Source records:
☆ ☆ ☆ ☆

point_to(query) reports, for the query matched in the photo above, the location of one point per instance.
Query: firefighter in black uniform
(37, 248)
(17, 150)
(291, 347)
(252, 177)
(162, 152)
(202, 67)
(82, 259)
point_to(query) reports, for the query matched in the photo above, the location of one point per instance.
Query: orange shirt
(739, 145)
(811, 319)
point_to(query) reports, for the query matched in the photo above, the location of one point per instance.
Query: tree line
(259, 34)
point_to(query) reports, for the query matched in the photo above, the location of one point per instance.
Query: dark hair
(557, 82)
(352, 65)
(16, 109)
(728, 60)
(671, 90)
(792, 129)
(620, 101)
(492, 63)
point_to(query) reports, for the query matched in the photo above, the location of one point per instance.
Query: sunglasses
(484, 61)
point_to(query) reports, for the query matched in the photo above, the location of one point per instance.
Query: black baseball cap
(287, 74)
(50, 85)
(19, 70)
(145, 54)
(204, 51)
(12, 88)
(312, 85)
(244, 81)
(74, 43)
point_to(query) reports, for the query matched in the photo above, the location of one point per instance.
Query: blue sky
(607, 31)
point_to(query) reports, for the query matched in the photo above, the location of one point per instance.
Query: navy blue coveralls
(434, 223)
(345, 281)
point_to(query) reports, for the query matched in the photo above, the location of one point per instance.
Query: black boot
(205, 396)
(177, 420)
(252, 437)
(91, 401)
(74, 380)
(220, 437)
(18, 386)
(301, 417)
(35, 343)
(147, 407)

☆ ☆ ☆ ☆

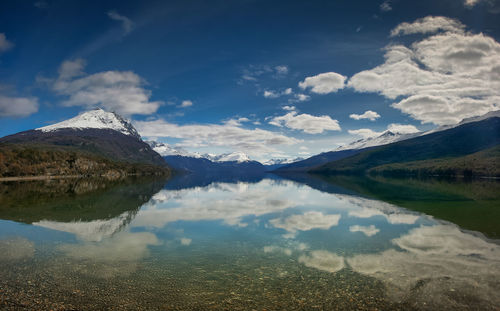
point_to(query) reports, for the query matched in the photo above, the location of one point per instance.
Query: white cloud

☆ ☆ ☆ ☆

Pull out every line of the records above that contains the string "blue", and copy each such line in full.

Query: blue sky
Query: navy blue coveralls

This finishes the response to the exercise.